### Document segment:
━━━

# How to jack up the car



## Darth Menace (Aug 12, 2013)

Hi i have a 69 tempest convertible (GTO clone) anyway, i was wanting to get the digits off the tranny and motor so I was wondering whats the safest (for myself and the car) way to jack it up and slide underneath? i know i am going to have to replace some gaskets on the engine to so this will be good to know down the road (on a side note is there a link that tells where the engine/tranny codes are, and how to decipher them?)


----------



## 68greengoat (Sep 15, 2005)

Here's locations of the engine codes. Block date code is by the dizzy, ex.D108:



The head code is #2. Date code on the head is #3...


Here's for the engine code and block casting number:
Pontiac Power

Here's for the heads:
Pontiac #'s - 

Any date codes, ex. D108, work the same. A = Jan, B = Feb, C = March etc. The next 2 digits is the day of the month, and the last digit is the year... D108 would be April 10th, 1968 or possibly '78. That's where you need to use the block casting number in conjunction with the date code to figure out the year..

━━━

[Stored items from a collection]
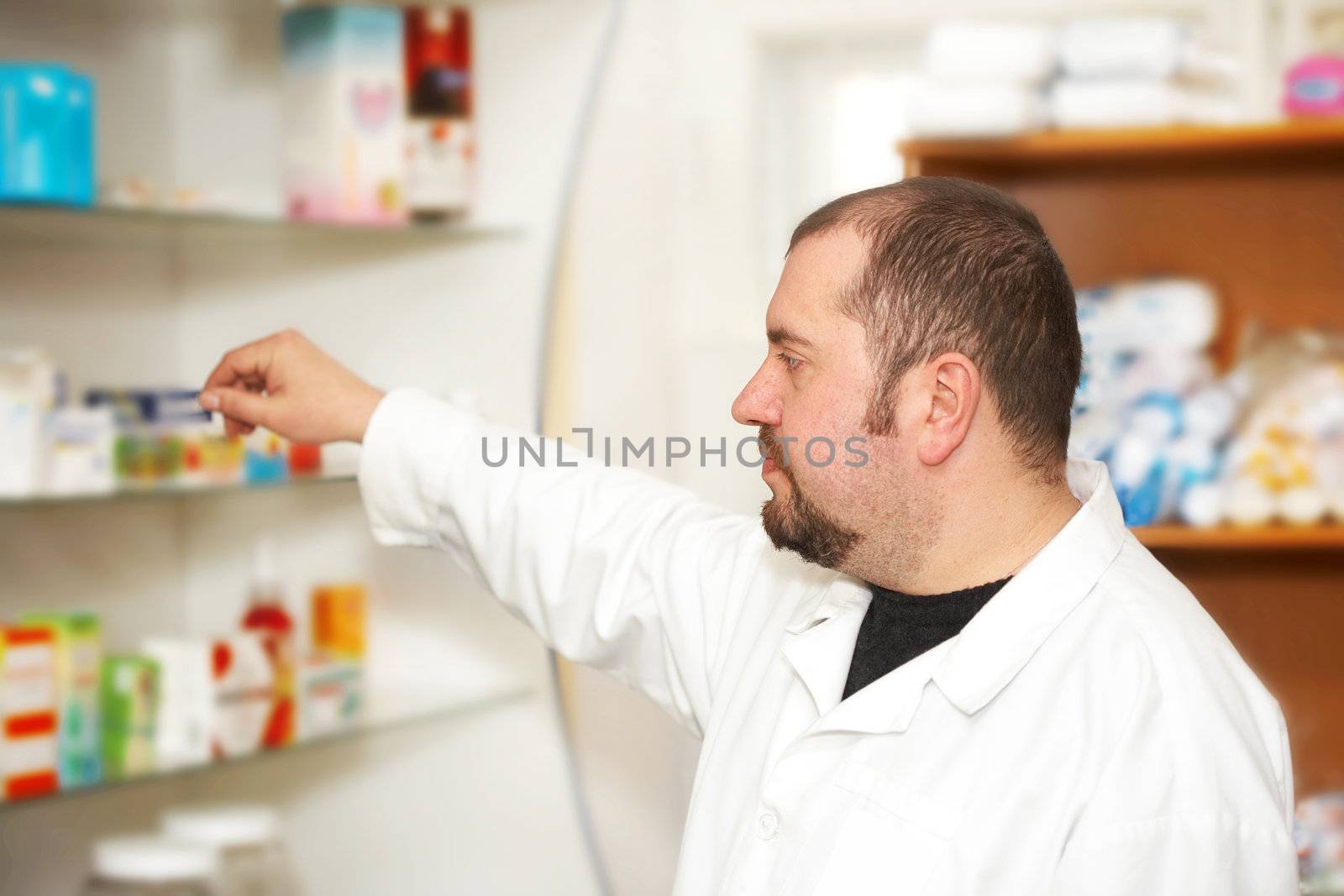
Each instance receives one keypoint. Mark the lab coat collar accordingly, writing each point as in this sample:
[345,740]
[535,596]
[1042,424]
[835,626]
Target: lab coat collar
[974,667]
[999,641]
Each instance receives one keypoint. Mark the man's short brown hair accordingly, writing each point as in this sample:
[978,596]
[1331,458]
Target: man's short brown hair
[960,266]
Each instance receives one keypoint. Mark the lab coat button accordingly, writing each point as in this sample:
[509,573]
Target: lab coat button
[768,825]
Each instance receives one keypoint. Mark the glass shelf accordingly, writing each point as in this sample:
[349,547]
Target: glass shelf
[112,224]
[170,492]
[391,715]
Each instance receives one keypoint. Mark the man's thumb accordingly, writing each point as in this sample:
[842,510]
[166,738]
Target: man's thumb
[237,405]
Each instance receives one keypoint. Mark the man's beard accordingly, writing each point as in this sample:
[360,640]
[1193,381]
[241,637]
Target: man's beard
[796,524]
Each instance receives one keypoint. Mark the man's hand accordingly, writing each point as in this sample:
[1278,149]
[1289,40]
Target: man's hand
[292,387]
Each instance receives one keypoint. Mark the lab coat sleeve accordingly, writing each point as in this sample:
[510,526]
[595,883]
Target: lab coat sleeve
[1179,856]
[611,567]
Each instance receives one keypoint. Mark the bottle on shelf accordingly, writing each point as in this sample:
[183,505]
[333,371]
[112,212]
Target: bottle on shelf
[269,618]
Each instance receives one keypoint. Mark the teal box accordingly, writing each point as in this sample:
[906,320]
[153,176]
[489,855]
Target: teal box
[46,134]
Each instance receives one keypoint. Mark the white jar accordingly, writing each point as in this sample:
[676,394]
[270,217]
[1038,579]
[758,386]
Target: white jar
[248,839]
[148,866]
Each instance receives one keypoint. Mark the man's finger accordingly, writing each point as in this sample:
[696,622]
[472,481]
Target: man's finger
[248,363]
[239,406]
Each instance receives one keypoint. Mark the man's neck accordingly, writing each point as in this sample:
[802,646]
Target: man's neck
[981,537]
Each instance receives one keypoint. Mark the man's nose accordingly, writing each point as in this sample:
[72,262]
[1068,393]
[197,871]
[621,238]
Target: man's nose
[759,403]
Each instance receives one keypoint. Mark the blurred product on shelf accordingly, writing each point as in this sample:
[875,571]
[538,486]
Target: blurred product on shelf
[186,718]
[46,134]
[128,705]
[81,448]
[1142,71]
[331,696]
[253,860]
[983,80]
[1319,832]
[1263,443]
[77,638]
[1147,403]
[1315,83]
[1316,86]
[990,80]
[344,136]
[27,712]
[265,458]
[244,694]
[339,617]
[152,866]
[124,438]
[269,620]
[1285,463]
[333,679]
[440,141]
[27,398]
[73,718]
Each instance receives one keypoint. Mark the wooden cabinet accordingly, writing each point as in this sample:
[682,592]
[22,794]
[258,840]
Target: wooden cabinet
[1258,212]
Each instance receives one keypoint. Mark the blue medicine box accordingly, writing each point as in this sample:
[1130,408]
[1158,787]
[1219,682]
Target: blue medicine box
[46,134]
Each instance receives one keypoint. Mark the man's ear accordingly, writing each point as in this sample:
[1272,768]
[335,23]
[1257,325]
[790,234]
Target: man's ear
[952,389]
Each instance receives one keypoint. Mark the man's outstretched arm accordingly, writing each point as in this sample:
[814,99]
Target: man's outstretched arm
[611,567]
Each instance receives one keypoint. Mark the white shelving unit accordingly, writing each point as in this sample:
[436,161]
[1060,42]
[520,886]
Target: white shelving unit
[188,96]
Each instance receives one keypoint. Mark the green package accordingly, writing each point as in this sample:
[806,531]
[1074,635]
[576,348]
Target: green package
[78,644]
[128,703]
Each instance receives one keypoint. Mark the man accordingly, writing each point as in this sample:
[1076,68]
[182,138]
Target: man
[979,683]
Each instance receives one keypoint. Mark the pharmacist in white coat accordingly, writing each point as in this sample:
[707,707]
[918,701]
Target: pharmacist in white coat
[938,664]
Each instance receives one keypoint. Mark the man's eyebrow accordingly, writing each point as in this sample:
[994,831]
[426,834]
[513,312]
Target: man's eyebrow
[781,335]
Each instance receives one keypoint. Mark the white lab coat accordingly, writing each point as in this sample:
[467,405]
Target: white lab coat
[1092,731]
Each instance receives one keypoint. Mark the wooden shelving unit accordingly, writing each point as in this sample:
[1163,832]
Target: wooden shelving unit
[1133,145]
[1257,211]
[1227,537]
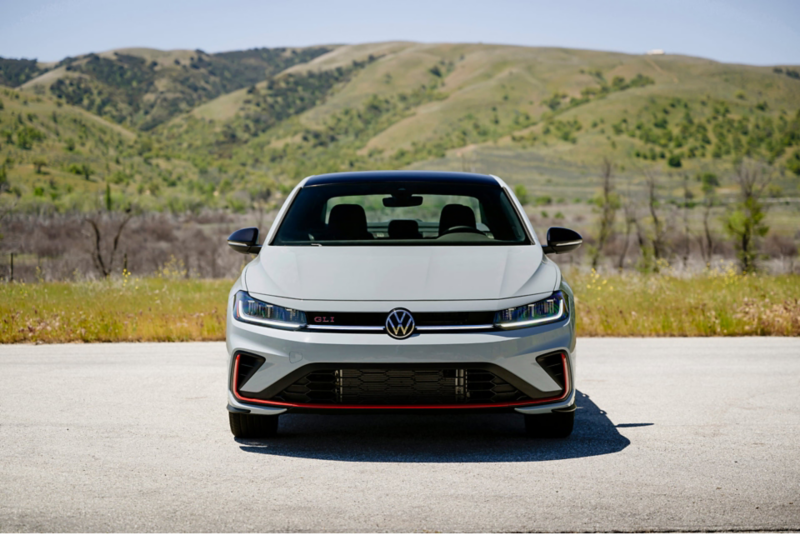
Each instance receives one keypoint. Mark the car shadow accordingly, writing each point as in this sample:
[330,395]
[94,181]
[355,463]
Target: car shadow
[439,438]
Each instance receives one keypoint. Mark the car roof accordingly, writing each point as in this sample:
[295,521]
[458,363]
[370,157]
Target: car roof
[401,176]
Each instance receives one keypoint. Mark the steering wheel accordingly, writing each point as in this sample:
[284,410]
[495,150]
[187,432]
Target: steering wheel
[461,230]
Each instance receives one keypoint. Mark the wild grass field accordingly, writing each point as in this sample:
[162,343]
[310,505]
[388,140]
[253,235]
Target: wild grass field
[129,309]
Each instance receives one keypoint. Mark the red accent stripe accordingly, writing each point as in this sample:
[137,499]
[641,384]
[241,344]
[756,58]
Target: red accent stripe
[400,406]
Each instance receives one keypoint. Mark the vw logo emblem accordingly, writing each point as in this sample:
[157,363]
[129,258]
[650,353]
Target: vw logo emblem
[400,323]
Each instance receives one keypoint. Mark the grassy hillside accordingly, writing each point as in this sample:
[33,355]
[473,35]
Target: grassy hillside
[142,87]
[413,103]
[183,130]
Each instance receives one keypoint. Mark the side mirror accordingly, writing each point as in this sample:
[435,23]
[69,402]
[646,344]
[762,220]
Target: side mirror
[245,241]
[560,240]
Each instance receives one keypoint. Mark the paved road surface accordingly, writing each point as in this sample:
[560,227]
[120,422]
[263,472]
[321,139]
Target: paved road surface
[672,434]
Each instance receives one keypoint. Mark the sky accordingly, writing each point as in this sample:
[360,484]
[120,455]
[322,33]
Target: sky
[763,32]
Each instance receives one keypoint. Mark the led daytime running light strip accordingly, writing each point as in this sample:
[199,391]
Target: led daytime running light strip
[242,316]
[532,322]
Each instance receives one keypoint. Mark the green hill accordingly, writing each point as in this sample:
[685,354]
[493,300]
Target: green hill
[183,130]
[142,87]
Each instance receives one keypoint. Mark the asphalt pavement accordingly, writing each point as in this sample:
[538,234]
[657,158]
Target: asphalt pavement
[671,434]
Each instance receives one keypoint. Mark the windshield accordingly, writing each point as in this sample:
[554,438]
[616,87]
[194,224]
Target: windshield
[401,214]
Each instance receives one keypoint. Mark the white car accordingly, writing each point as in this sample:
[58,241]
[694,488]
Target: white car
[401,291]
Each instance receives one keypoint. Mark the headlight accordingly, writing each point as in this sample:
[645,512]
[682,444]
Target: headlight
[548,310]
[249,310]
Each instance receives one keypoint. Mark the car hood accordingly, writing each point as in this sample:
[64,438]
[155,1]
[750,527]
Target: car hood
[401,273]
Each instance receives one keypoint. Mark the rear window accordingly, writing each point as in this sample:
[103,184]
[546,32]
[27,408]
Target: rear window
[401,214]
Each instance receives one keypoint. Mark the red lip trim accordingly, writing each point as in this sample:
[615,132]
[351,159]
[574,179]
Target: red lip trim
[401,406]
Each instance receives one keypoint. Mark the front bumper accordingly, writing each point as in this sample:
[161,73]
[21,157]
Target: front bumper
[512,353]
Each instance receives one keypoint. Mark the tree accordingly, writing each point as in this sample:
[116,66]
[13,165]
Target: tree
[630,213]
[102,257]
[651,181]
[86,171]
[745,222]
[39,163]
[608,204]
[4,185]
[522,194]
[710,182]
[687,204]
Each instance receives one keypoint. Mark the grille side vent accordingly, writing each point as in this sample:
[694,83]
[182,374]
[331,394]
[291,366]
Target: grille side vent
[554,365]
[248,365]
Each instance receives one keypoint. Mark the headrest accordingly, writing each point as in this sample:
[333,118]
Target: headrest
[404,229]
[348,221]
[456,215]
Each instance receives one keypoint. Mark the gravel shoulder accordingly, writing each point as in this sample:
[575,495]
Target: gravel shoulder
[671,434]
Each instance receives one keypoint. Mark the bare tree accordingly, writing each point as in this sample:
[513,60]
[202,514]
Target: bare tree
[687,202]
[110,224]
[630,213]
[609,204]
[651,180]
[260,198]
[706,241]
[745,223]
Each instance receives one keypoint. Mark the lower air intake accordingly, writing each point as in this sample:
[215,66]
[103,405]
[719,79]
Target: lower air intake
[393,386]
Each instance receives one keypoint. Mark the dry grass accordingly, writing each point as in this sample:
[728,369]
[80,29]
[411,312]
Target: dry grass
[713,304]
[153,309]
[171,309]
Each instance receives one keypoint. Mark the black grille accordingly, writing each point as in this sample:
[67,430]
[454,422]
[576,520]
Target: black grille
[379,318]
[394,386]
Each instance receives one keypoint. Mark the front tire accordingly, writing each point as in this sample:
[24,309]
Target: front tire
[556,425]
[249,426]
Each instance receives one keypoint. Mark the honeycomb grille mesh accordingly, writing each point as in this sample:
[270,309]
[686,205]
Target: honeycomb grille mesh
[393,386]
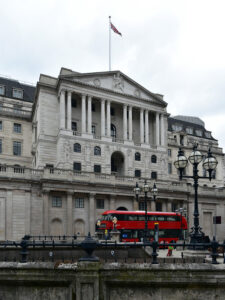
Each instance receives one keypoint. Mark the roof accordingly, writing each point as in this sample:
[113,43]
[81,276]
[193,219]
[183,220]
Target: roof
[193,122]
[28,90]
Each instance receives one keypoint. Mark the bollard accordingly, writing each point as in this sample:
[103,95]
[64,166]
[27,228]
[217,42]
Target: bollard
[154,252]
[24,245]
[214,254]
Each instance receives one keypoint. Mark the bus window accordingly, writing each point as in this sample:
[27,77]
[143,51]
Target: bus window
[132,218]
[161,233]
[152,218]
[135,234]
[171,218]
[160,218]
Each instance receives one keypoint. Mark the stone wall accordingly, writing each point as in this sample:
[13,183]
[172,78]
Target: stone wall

━━━

### To be done:
- A) According to the jacking-up thread, what date does the example code D108 stand for?
- B) Report how many lines of the records contain the string "finger", matching case exactly, and give only that number.

### Responses:
- A) April 10th, 1968, or possibly '78.

- B) 2